┌────────
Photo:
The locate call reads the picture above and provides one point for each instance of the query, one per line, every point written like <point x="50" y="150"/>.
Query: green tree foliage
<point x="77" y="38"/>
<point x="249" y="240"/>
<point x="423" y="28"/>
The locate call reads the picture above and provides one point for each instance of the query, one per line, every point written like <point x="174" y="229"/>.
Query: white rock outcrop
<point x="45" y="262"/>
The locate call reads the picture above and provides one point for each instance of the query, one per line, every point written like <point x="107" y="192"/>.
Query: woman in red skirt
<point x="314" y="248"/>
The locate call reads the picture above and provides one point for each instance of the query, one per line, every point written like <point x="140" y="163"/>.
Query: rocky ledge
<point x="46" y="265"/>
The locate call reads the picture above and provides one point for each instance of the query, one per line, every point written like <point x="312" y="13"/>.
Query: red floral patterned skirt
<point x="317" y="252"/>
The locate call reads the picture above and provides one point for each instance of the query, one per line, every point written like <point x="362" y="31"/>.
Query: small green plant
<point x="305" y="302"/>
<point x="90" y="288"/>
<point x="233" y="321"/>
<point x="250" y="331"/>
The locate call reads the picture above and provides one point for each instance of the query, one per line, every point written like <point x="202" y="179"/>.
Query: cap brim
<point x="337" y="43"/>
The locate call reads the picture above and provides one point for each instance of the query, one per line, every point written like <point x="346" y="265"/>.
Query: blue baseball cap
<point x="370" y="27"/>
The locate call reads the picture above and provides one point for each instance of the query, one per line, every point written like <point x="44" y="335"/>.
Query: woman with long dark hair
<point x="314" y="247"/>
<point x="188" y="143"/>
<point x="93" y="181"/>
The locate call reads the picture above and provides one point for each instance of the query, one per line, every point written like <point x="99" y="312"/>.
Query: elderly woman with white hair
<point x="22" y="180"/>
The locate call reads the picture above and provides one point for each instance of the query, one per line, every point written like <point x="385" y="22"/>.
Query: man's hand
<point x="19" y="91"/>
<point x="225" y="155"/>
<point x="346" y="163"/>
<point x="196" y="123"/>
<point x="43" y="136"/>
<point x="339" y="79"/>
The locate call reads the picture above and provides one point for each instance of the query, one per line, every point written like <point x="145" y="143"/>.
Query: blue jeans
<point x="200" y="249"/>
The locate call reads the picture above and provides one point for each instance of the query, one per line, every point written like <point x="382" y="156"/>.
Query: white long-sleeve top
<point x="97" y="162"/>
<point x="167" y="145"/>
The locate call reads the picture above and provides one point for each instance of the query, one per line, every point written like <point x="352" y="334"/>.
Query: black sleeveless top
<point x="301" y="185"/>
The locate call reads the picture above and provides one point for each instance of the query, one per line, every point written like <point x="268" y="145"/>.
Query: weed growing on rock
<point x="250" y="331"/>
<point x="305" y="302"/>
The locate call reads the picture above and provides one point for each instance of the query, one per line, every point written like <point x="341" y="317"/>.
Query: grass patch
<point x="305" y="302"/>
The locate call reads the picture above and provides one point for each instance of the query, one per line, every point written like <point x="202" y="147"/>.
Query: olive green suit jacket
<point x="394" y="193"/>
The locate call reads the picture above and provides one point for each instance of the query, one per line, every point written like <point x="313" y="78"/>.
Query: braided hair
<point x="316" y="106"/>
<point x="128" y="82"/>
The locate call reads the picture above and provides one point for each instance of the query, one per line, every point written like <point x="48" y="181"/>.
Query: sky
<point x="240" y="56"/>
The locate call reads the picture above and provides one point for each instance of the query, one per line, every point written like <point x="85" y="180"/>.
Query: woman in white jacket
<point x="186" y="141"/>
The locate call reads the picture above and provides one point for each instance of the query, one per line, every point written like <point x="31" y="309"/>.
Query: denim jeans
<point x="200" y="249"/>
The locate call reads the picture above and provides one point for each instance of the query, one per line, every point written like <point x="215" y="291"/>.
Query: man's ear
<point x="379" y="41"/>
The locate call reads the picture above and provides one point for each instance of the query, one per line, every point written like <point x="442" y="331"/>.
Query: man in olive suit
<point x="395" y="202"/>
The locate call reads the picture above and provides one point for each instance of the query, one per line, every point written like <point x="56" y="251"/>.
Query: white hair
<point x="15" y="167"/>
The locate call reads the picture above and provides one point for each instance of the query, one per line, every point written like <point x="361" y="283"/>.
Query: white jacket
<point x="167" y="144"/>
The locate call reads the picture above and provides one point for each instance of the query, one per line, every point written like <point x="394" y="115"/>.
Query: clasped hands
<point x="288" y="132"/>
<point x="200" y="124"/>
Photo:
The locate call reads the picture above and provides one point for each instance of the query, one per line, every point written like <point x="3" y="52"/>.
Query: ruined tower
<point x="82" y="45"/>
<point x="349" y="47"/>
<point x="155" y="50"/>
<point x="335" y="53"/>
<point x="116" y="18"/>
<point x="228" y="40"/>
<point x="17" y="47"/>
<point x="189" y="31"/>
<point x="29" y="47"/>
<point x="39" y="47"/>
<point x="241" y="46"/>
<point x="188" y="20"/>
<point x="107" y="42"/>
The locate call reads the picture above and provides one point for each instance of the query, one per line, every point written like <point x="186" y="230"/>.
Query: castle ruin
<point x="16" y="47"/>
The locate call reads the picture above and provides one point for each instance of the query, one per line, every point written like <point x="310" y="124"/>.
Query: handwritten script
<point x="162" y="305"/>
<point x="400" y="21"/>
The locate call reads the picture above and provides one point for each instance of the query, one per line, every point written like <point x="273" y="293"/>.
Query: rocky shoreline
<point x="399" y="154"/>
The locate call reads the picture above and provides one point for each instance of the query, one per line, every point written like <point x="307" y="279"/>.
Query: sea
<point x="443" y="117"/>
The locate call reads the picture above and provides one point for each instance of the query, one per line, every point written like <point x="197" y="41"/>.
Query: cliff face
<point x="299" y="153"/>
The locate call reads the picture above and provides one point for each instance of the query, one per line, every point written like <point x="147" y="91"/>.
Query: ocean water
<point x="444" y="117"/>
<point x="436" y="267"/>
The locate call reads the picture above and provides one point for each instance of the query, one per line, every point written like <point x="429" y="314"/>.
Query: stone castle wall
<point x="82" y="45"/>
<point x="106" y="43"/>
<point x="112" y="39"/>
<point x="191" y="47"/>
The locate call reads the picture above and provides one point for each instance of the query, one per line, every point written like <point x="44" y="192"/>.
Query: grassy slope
└────────
▶ **REQUIREMENT**
For this exercise, output the entries above exactly as written.

▶ **WRITTEN REPLY**
Photo:
The locate call reads the picture above and provides one point for each instance of the query, one per line, every point written like <point x="50" y="150"/>.
Query: green tree foliage
<point x="77" y="38"/>
<point x="249" y="240"/>
<point x="423" y="28"/>
The locate call reads the picture above and provides one point for each instance of the query, one per line, every point written like <point x="174" y="229"/>.
Query: white rock outcrop
<point x="45" y="262"/>
The locate call reads the picture above and provides one point for each instance of the query, one per line, every point written like <point x="107" y="192"/>.
Query: woman in red skirt
<point x="314" y="248"/>
The locate call reads the picture above and provides one point for each instance of the query, one per line, every point written like <point x="140" y="163"/>.
Query: rocky ledge
<point x="46" y="265"/>
The locate call reads the picture above and provides one point for each instance of the query, one per line, every point written like <point x="312" y="13"/>.
Query: red floral patterned skirt
<point x="317" y="252"/>
The locate call reads the picture above and provides one point for each instance of the query, one per line, every point written like <point x="362" y="31"/>.
Query: small green plant
<point x="305" y="302"/>
<point x="90" y="288"/>
<point x="233" y="321"/>
<point x="250" y="331"/>
The locate call reads the picture above and provides one point for each instance of the query, one per line, every point written like <point x="202" y="179"/>.
Query: cap brim
<point x="337" y="43"/>
The locate call reads the picture above and provides one point for each instance of the query, one per line, every point written like <point x="346" y="265"/>.
Query: blue baseball cap
<point x="370" y="27"/>
The locate call reads the picture above and provides one point for each instance of the query, one per line, every point written like <point x="44" y="335"/>.
Query: woman with long dark hair
<point x="314" y="247"/>
<point x="188" y="143"/>
<point x="93" y="181"/>
The locate call reads the picture above and provides one point for each instance of the query, one per line, every point written like <point x="99" y="312"/>.
Query: elderly woman with white hair
<point x="22" y="180"/>
The locate call reads the picture above and provides one point for each instance of the query, one per line, every point written like <point x="385" y="22"/>.
Query: man's hand
<point x="19" y="91"/>
<point x="225" y="155"/>
<point x="346" y="163"/>
<point x="196" y="123"/>
<point x="43" y="136"/>
<point x="339" y="79"/>
The locate call reads the picture above and provides one point for each instance of the query, one per line, every point written like <point x="145" y="143"/>.
Query: blue jeans
<point x="200" y="249"/>
The locate call reads the picture above and provides one point for each instance of the query, one per line, every point written like <point x="382" y="156"/>.
Query: white long-sleeve top
<point x="97" y="162"/>
<point x="167" y="145"/>
The locate call reads the picture above and provides one point for each instance of the query, one per line, every point written like <point x="352" y="334"/>.
Query: black sleeveless top
<point x="301" y="185"/>
The locate call reads the picture above and provides one point for each instance of the query, one per line, every point written like <point x="268" y="145"/>.
Query: weed growing on rock
<point x="250" y="331"/>
<point x="305" y="302"/>
The locate call reads the picture above and provides one point for each instance of the query, one per line, every point written like <point x="341" y="317"/>.
Query: grass patch
<point x="305" y="302"/>
The locate call reads the picture above and provides one point for each instance of the query, one per line, every point written like <point x="202" y="147"/>.
Query: olive green suit jacket
<point x="394" y="193"/>
The locate call reads the picture above and provides one point for each instance of the query, one per line, every point written like <point x="313" y="78"/>.
Query: braided hair
<point x="316" y="106"/>
<point x="128" y="82"/>
The locate call reads the picture above and provides one point for each instance of the query, one per line, every point written like <point x="48" y="181"/>.
Query: sky
<point x="240" y="56"/>
The locate call reads the picture above and provides one point for each instance of the query, one per line, every point written like <point x="85" y="180"/>.
Query: woman in white jacket
<point x="186" y="141"/>
The locate call reads the picture above and provides one point for each instance of the query, one per line, every point written like <point x="31" y="309"/>.
Query: denim jeans
<point x="200" y="249"/>
The locate call reads the picture above and provides one point for each instance of the query, one per line, every point written like <point x="215" y="291"/>.
Query: man's ear
<point x="379" y="41"/>
The locate call reads the picture above and provides one point for each instance of the query, one per line, every point written like <point x="442" y="331"/>.
Query: man in olive suit
<point x="395" y="202"/>
The locate call reads the picture above and provides one point for each instance of the query, one per line, every point written like <point x="56" y="251"/>.
Query: white hair
<point x="15" y="167"/>
The locate call reads the picture above and provides one point for each instance of the query, one per line, every point written like <point x="361" y="283"/>.
Query: white jacket
<point x="167" y="144"/>
The locate call reads the picture above and provides one point for each instance of the query, one per line, every point written like <point x="394" y="115"/>.
Query: clasped hands
<point x="288" y="132"/>
<point x="200" y="124"/>
Photo:
The locate call reads the picture above and provides one point for each instance of the query, one per line, every point written like <point x="3" y="52"/>.
Query: ruined tower
<point x="82" y="45"/>
<point x="349" y="47"/>
<point x="155" y="50"/>
<point x="335" y="53"/>
<point x="116" y="18"/>
<point x="228" y="40"/>
<point x="17" y="47"/>
<point x="189" y="31"/>
<point x="29" y="47"/>
<point x="39" y="47"/>
<point x="241" y="46"/>
<point x="188" y="20"/>
<point x="107" y="42"/>
The locate call reads the picture above and provides one point for each instance of the query, one per line, every point written like <point x="186" y="230"/>.
Query: castle ruin
<point x="16" y="47"/>
The locate call reads the picture above and provides one point for each instance of the query, one per line, every point written like <point x="310" y="124"/>.
Query: handwritten script
<point x="162" y="305"/>
<point x="400" y="21"/>
The locate call reads the picture above and provides one point for each instance of the query, one per line, every point written like <point x="273" y="293"/>.
Query: rocky shoreline
<point x="399" y="154"/>
The locate call reads the picture above and provides one point for each instance of the query, one per line, every point written like <point x="307" y="279"/>.
Query: sea
<point x="443" y="117"/>
The locate call reads the picture above and provides one point for each instance of the query, one per line, every point written like <point x="197" y="41"/>.
Query: cliff face
<point x="299" y="153"/>
The locate call reads the picture above and provides one point for each instance of the query, one per line, every point written like <point x="147" y="91"/>.
Query: ocean water
<point x="444" y="117"/>
<point x="436" y="267"/>
The locate call reads the picture above and provides one point for each instance of the query, one per line, every point written like <point x="429" y="314"/>.
Query: stone castle wall
<point x="82" y="45"/>
<point x="106" y="43"/>
<point x="112" y="39"/>
<point x="191" y="47"/>
The locate call reads the picture above and provides one point for each instance of the query, one per line, every point written like <point x="44" y="192"/>.
Query: grassy slope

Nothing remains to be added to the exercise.